* _Given data_
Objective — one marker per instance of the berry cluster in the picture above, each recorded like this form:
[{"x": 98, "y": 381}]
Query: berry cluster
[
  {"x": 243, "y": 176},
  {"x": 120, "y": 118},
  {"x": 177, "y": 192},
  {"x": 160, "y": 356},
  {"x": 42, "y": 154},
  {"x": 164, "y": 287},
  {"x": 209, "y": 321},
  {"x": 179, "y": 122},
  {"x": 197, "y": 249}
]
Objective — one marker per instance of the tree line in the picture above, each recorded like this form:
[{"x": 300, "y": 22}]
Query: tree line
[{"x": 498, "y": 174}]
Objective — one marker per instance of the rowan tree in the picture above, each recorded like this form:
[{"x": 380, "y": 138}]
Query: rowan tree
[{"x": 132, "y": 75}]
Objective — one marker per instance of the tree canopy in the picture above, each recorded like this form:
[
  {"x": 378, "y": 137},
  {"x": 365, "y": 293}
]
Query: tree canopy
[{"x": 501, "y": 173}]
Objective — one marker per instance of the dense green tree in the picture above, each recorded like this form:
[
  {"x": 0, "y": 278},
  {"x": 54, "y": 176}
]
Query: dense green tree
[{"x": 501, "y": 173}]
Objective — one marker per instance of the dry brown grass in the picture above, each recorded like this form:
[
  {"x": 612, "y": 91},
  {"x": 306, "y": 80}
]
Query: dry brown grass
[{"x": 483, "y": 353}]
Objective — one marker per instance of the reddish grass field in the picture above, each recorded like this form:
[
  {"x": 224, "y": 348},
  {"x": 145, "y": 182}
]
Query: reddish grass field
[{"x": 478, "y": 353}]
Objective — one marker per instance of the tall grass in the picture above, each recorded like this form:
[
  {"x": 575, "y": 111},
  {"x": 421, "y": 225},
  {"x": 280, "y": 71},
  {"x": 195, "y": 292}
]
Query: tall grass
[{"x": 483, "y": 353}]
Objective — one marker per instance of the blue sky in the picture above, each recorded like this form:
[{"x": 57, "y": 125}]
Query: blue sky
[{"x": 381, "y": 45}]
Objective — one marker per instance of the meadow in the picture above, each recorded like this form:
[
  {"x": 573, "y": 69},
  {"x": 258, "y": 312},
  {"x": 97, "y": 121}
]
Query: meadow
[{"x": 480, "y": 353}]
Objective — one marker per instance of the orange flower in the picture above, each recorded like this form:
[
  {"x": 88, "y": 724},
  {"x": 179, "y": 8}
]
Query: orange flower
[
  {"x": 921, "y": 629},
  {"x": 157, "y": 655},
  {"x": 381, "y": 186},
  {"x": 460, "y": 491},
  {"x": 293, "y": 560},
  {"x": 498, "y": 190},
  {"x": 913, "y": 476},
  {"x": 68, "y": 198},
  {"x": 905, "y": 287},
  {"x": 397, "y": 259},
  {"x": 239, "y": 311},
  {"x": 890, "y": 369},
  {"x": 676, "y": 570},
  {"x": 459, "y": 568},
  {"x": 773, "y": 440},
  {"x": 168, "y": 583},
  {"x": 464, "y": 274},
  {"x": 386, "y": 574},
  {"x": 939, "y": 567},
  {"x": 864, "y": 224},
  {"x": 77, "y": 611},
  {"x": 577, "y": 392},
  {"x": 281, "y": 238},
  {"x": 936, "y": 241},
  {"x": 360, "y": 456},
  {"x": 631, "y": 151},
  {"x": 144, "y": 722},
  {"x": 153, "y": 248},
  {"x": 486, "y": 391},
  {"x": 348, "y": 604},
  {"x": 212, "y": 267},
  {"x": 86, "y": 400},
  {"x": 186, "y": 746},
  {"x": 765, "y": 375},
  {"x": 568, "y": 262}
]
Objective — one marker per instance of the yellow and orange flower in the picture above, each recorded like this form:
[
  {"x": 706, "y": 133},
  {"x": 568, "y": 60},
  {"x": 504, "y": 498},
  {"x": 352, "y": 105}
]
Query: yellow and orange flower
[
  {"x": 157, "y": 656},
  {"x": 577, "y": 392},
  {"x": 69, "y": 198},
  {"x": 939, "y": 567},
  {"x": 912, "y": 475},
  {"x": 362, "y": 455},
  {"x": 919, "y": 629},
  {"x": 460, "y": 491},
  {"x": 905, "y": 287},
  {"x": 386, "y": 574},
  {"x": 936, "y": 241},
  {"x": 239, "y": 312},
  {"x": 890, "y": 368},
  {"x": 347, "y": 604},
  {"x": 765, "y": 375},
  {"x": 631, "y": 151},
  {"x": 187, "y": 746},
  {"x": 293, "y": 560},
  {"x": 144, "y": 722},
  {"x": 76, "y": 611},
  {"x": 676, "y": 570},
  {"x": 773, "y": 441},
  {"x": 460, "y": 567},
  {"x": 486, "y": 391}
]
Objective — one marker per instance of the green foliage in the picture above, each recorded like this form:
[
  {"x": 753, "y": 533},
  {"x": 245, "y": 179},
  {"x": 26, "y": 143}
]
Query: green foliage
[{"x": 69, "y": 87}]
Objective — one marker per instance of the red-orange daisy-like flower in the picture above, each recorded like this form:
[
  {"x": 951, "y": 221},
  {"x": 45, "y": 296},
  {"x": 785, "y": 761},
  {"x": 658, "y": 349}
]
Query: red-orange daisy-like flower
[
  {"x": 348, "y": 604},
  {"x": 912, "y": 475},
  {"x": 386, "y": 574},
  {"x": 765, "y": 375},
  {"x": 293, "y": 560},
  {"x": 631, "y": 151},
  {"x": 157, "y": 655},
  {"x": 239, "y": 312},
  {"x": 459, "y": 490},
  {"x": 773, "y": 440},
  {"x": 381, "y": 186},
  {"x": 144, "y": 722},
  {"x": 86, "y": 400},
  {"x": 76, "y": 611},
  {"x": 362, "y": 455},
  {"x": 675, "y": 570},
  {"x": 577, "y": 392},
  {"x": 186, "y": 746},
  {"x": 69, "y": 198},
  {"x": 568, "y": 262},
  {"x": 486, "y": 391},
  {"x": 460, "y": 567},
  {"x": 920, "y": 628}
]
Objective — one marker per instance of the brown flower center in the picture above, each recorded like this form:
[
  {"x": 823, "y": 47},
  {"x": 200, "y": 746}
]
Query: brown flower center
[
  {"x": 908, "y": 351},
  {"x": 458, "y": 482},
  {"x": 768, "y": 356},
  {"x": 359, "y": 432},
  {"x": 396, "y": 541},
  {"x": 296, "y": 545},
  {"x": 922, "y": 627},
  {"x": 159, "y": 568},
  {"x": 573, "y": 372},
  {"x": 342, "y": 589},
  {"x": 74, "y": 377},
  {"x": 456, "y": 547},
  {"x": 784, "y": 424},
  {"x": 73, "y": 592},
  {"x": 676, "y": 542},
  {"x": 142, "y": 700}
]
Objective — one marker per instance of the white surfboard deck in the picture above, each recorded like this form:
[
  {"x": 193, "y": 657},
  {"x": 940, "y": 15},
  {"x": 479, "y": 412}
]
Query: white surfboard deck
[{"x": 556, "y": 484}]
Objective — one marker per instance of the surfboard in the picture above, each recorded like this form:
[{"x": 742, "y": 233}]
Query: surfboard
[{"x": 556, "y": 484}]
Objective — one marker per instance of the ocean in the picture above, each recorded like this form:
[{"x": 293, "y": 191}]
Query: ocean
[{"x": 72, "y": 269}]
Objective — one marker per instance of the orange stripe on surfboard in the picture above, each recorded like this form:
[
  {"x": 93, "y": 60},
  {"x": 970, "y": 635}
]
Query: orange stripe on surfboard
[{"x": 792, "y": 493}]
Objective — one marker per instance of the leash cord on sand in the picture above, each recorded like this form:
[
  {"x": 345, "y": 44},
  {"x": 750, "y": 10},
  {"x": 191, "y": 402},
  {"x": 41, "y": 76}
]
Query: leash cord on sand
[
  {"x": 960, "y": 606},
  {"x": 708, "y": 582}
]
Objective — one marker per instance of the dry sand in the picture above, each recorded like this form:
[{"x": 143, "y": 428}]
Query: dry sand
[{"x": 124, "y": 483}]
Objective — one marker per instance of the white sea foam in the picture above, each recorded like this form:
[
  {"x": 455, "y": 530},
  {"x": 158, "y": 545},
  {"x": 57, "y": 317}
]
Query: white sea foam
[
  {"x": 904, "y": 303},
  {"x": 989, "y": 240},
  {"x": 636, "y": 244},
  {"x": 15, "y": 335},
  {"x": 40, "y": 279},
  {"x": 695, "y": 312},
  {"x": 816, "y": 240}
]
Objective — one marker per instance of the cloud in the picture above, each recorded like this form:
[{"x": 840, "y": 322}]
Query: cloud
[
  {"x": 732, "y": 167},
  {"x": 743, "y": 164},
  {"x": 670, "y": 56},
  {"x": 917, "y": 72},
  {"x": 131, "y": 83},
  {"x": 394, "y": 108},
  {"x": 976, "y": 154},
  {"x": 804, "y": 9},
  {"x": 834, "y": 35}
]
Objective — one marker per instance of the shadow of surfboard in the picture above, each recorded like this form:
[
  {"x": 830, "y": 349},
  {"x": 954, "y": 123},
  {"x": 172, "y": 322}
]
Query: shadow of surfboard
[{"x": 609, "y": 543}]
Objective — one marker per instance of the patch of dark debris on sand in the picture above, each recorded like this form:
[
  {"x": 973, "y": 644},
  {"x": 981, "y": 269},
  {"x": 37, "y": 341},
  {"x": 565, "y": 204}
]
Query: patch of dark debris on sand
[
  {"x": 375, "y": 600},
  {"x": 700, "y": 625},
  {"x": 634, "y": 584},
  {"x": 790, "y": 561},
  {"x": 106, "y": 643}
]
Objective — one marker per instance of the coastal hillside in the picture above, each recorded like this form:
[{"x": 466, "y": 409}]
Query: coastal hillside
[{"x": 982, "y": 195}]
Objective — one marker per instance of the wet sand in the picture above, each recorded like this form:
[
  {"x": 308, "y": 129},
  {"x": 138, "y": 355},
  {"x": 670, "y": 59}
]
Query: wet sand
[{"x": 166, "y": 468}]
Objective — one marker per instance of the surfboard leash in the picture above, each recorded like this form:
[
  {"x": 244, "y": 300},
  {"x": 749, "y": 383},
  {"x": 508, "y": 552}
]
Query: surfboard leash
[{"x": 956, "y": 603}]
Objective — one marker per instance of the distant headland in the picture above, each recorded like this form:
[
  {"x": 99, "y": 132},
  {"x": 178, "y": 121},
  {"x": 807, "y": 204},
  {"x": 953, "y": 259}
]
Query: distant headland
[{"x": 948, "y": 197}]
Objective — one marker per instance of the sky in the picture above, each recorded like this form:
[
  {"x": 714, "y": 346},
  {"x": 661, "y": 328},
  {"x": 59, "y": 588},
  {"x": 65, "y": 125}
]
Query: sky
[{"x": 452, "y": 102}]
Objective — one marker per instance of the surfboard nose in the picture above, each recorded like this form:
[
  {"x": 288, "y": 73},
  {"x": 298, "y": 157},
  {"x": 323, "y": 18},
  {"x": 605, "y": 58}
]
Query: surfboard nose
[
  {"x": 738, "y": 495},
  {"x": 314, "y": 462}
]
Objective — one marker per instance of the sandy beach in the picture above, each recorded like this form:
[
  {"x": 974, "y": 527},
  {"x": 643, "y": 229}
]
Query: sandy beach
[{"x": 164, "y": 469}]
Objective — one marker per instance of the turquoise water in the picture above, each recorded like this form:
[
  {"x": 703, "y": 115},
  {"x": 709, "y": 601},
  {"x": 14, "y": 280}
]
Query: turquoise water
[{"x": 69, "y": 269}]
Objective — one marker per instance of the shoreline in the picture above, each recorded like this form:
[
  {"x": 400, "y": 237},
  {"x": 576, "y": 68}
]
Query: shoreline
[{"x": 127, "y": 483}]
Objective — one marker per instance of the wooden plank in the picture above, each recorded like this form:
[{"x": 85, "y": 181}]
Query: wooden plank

* _Task goal_
Which lines of the data contain the string "plank"? Copy each one.

* _Answer box_
Objective — one marker per instance of the wooden plank in the picture above, each recorded like this form:
Query: wooden plank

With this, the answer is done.